- **REQUIREMENTS**
Reproduce word for word the lines of the items starting at the line that contains "Tag neighboring shopfront above." and ending at the line that contains "[161,302,183,325]", with both of those lines included.

+++ EXERCISE INPUTS

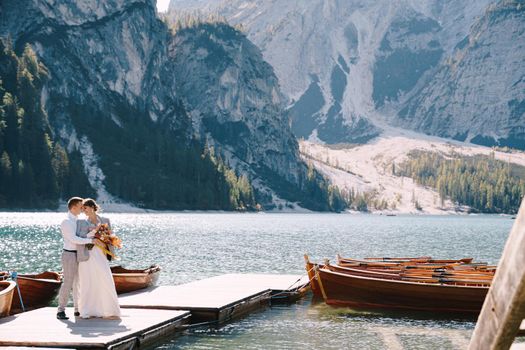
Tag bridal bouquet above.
[95,224,122,248]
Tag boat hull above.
[0,281,16,317]
[111,266,160,294]
[12,272,62,313]
[317,269,489,313]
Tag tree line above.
[0,38,93,208]
[392,151,525,213]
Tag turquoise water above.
[0,213,513,349]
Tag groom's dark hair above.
[67,197,83,209]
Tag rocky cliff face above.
[0,0,336,209]
[396,1,525,149]
[169,23,304,189]
[171,0,524,148]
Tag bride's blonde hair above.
[82,198,100,213]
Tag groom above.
[57,197,94,320]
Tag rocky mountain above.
[170,0,525,149]
[0,0,340,210]
[396,1,525,149]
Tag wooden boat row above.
[0,265,161,314]
[305,256,494,313]
[111,265,161,294]
[0,281,16,317]
[11,271,62,313]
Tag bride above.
[77,198,120,318]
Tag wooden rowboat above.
[0,281,16,317]
[12,271,62,313]
[315,267,489,313]
[304,254,323,298]
[111,265,160,294]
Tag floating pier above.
[119,274,308,324]
[0,274,309,349]
[0,307,190,349]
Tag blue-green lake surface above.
[0,213,513,349]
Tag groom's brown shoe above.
[57,311,69,320]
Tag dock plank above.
[119,274,308,323]
[0,307,190,348]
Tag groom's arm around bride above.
[57,197,93,320]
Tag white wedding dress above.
[78,221,120,318]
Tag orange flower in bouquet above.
[95,224,122,255]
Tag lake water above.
[0,213,514,349]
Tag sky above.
[157,0,170,12]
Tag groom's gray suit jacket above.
[76,216,114,262]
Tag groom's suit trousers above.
[58,250,79,312]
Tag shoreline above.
[0,208,516,218]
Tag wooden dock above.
[0,274,308,349]
[119,274,308,324]
[0,307,190,349]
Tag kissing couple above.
[57,197,120,320]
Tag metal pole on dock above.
[469,199,525,350]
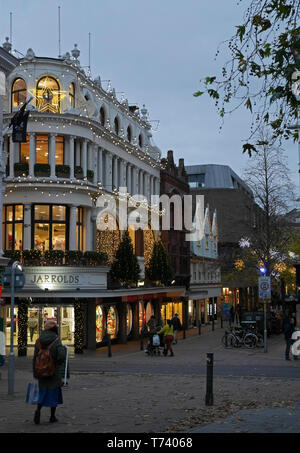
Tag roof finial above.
[2,36,12,52]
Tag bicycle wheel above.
[244,333,257,348]
[222,333,236,348]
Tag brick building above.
[186,165,262,308]
[160,150,190,327]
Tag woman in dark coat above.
[33,320,66,425]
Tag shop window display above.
[146,302,154,323]
[6,306,75,346]
[126,304,132,335]
[34,205,67,253]
[2,205,23,250]
[139,302,146,332]
[106,307,119,338]
[96,305,105,343]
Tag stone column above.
[131,302,139,340]
[97,148,104,186]
[69,205,77,250]
[132,167,139,195]
[49,134,56,178]
[120,159,127,187]
[92,144,98,184]
[69,135,75,179]
[145,173,151,203]
[85,208,92,251]
[81,139,87,178]
[0,185,5,254]
[29,132,35,177]
[75,138,81,167]
[23,203,31,250]
[113,156,119,190]
[138,170,144,195]
[150,175,154,197]
[105,151,113,192]
[127,164,132,195]
[9,136,15,178]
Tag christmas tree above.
[110,231,140,285]
[145,239,174,286]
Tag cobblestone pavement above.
[0,327,300,433]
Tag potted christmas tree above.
[109,231,140,287]
[145,239,174,286]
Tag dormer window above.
[11,79,27,110]
[127,126,132,143]
[69,83,75,109]
[99,107,105,127]
[36,76,60,113]
[139,134,143,148]
[114,117,119,135]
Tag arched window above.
[69,82,75,109]
[11,79,27,110]
[127,126,132,143]
[99,107,105,127]
[114,117,119,135]
[139,134,143,148]
[36,76,60,113]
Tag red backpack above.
[34,338,58,379]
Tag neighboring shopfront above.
[161,301,184,325]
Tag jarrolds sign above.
[24,266,108,291]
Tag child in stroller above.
[145,315,160,356]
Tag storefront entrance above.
[161,302,183,325]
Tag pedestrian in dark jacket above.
[283,318,295,360]
[33,320,66,425]
[171,313,181,344]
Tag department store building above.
[0,41,184,349]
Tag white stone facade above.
[4,49,160,251]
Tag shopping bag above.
[25,382,39,404]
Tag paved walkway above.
[0,320,300,433]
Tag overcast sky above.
[0,0,298,194]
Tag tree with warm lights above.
[109,231,141,285]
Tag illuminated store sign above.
[19,266,108,291]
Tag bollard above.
[107,333,112,357]
[205,352,214,406]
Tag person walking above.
[33,320,67,425]
[28,313,38,341]
[283,318,295,360]
[171,313,181,344]
[158,319,174,357]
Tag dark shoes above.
[33,410,41,425]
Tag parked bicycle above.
[222,327,258,349]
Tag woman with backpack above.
[33,320,66,425]
[157,319,174,357]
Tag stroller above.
[145,333,161,357]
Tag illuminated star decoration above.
[31,77,67,113]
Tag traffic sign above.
[258,277,271,299]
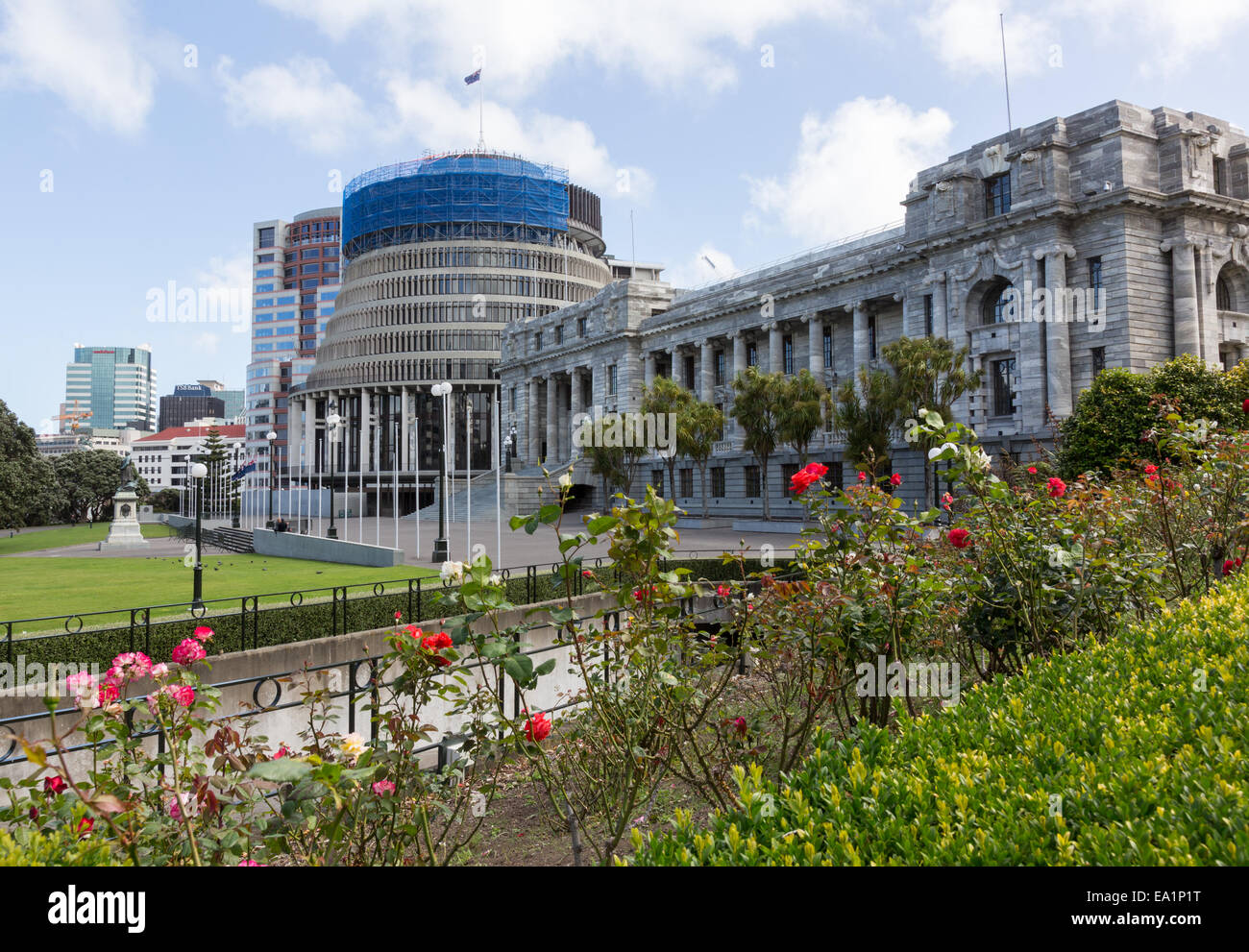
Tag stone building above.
[500,101,1249,519]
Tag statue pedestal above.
[100,490,147,549]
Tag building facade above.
[243,207,342,486]
[501,101,1249,517]
[158,383,226,429]
[61,344,157,432]
[290,151,609,514]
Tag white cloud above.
[663,242,738,287]
[915,0,1059,76]
[747,96,954,244]
[375,76,654,203]
[256,0,866,97]
[215,57,366,153]
[0,0,157,134]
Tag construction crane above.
[53,400,91,432]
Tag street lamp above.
[191,462,208,608]
[265,429,278,528]
[429,381,451,562]
[327,400,342,539]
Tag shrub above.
[633,567,1249,866]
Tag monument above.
[100,456,147,549]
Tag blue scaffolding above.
[342,153,569,258]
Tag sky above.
[0,0,1249,432]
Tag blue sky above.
[0,0,1249,431]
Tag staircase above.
[204,526,257,553]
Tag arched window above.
[981,282,1019,324]
[1214,275,1233,311]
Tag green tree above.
[781,370,831,466]
[729,367,784,519]
[54,450,121,523]
[677,400,724,519]
[833,367,898,473]
[881,337,983,506]
[642,378,695,500]
[0,400,61,528]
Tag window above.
[711,466,724,500]
[742,466,759,499]
[984,172,1011,219]
[982,285,1016,324]
[993,357,1016,416]
[781,462,798,499]
[1090,256,1102,310]
[1214,157,1232,195]
[1214,278,1236,311]
[824,460,845,490]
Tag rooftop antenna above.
[998,13,1015,133]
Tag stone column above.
[803,313,824,369]
[525,378,542,466]
[845,301,871,390]
[765,321,784,374]
[1039,244,1075,419]
[566,367,584,460]
[546,374,559,469]
[1161,237,1202,357]
[733,331,746,378]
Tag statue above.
[119,453,138,492]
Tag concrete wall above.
[251,528,404,569]
[0,592,712,780]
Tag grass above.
[0,551,437,631]
[0,523,175,554]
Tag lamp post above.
[429,381,451,562]
[190,460,208,608]
[327,400,342,539]
[265,429,278,528]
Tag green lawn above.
[0,551,437,626]
[0,523,175,554]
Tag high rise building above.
[158,383,226,429]
[244,207,341,485]
[196,379,246,424]
[287,150,611,512]
[61,344,157,432]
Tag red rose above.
[525,711,551,743]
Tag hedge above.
[0,558,789,667]
[632,567,1249,866]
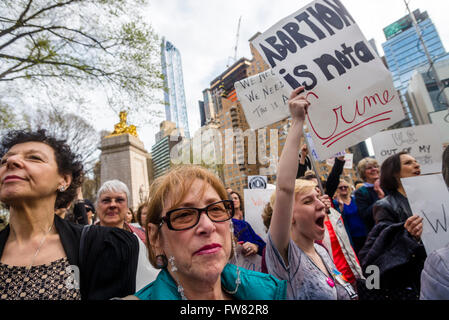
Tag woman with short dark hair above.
[0,130,138,300]
[231,191,266,256]
[359,152,426,300]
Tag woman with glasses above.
[334,179,366,254]
[354,158,385,232]
[135,165,286,300]
[360,152,426,300]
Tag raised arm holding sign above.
[253,0,404,159]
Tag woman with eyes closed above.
[265,87,357,300]
[0,130,138,300]
[130,165,286,300]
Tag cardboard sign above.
[252,0,404,159]
[229,244,262,272]
[326,153,354,169]
[243,189,275,242]
[371,124,443,174]
[401,174,449,255]
[429,110,449,144]
[248,176,268,189]
[234,70,290,130]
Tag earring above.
[156,254,168,269]
[168,256,187,300]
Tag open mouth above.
[315,216,324,229]
[193,243,221,255]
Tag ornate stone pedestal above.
[100,133,150,210]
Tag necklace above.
[14,223,53,300]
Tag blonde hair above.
[262,179,316,232]
[145,165,228,267]
[357,157,379,181]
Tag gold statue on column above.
[108,111,137,138]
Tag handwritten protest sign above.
[371,124,443,174]
[252,0,404,159]
[234,70,290,130]
[326,153,354,169]
[429,110,449,144]
[244,189,275,241]
[229,244,262,272]
[401,174,449,255]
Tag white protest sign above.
[252,0,404,159]
[243,189,275,242]
[306,132,346,161]
[429,110,449,144]
[371,124,443,174]
[401,174,449,255]
[234,69,290,130]
[326,153,354,169]
[248,176,268,189]
[229,244,262,272]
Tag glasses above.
[159,200,234,231]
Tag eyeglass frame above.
[159,200,235,231]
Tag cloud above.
[146,0,449,150]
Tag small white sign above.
[234,69,291,130]
[229,244,262,272]
[244,189,275,242]
[371,124,443,174]
[248,176,268,189]
[401,174,449,255]
[326,153,354,169]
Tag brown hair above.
[145,165,232,267]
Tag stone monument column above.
[100,112,150,210]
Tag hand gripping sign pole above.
[302,127,324,195]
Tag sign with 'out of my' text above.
[371,124,443,174]
[234,70,290,130]
[401,174,449,255]
[252,0,404,159]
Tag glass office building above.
[161,38,190,138]
[382,9,449,127]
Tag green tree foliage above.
[0,103,17,131]
[23,108,100,173]
[0,0,163,124]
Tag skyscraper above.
[382,9,449,127]
[161,38,190,138]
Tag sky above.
[129,0,449,151]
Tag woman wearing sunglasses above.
[135,165,286,300]
[334,179,367,254]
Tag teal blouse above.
[134,264,287,300]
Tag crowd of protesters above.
[0,87,449,300]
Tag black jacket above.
[359,192,426,299]
[354,186,379,232]
[0,215,139,300]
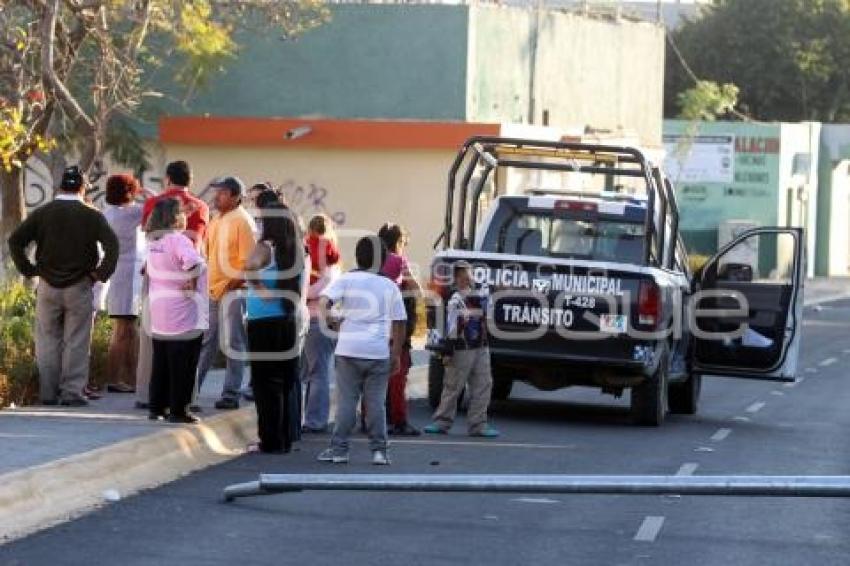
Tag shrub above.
[0,280,112,408]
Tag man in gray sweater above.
[9,167,118,407]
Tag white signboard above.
[664,134,735,183]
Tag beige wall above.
[156,145,454,280]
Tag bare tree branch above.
[41,0,95,130]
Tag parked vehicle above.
[428,137,804,426]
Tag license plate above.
[599,314,626,334]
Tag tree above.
[0,0,328,254]
[665,0,850,122]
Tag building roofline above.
[159,116,500,150]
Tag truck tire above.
[668,373,702,415]
[428,356,446,409]
[631,349,670,426]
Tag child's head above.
[454,261,472,291]
[307,214,336,241]
[354,236,387,273]
[378,222,407,254]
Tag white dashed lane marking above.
[711,428,732,442]
[635,515,664,542]
[676,462,699,476]
[512,497,560,505]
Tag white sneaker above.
[316,448,348,464]
[372,450,390,466]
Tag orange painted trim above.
[159,116,501,150]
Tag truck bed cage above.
[434,136,678,270]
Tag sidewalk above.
[0,367,427,544]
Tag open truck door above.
[689,227,805,381]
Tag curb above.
[0,366,428,545]
[0,406,257,544]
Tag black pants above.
[248,318,301,452]
[150,333,203,416]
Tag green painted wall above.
[664,120,781,255]
[157,4,469,120]
[467,5,664,146]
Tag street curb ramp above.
[0,406,257,544]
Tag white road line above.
[711,428,732,442]
[676,462,699,476]
[635,515,664,542]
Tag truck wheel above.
[631,350,670,426]
[668,373,702,415]
[428,356,446,409]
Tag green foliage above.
[0,281,112,408]
[665,0,850,121]
[678,81,738,122]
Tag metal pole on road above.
[224,474,850,502]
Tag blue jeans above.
[301,318,334,429]
[198,299,243,399]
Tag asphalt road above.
[0,302,850,566]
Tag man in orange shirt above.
[198,177,256,409]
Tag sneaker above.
[469,425,499,438]
[372,450,390,466]
[422,423,449,434]
[389,423,422,436]
[168,414,201,424]
[316,448,348,464]
[215,397,239,411]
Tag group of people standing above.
[9,161,486,464]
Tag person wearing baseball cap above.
[197,176,257,409]
[9,166,119,407]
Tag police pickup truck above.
[427,137,804,426]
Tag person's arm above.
[227,222,257,291]
[245,242,272,287]
[390,285,407,375]
[92,212,120,282]
[9,211,38,277]
[173,236,204,291]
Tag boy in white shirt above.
[318,236,407,465]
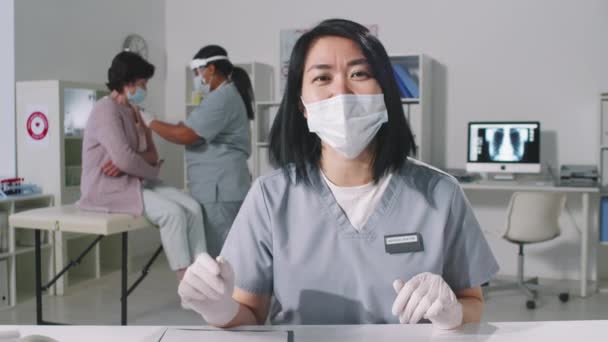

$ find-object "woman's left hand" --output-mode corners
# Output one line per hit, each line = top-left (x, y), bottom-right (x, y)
(101, 160), (123, 177)
(392, 272), (463, 329)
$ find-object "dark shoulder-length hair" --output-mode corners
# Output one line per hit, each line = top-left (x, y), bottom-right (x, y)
(194, 45), (255, 120)
(106, 51), (154, 93)
(269, 19), (416, 184)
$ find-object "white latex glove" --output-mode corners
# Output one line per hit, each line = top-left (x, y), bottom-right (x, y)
(392, 272), (462, 329)
(139, 109), (156, 127)
(177, 253), (239, 326)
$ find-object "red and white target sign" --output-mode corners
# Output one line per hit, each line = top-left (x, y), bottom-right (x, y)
(21, 105), (50, 147)
(26, 111), (49, 140)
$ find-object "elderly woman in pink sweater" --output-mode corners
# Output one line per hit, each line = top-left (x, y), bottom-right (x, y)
(78, 51), (206, 279)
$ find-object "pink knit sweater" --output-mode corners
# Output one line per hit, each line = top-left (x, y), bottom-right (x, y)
(77, 97), (159, 215)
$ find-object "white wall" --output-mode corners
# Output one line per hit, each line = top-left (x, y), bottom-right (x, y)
(0, 0), (16, 178)
(16, 0), (169, 260)
(166, 0), (608, 278)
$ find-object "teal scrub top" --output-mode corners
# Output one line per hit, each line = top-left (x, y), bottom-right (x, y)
(221, 160), (498, 324)
(184, 82), (251, 203)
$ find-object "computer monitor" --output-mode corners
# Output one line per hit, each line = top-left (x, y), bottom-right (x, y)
(466, 121), (541, 174)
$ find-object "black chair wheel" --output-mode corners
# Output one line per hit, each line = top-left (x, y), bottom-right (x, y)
(526, 300), (536, 310)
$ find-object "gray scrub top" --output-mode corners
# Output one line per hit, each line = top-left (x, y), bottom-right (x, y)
(221, 160), (498, 324)
(184, 82), (251, 203)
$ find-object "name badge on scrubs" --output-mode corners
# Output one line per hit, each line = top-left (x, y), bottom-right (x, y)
(384, 233), (424, 254)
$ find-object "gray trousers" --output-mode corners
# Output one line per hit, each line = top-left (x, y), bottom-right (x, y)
(202, 201), (243, 258)
(143, 186), (206, 271)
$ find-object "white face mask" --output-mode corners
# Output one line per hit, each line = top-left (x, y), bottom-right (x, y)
(201, 76), (213, 96)
(192, 70), (213, 96)
(192, 74), (203, 92)
(304, 94), (388, 159)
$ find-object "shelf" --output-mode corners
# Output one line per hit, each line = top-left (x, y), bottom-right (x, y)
(0, 243), (51, 259)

++++++

- **ANSWER TO THIS TASK**
Tag neighboring shopfront above.
[161,301,184,325]
Tag jarrolds sign above.
[24,266,108,291]
Tag child in stroller above.
[145,315,160,356]
Tag storefront entrance above.
[161,302,183,325]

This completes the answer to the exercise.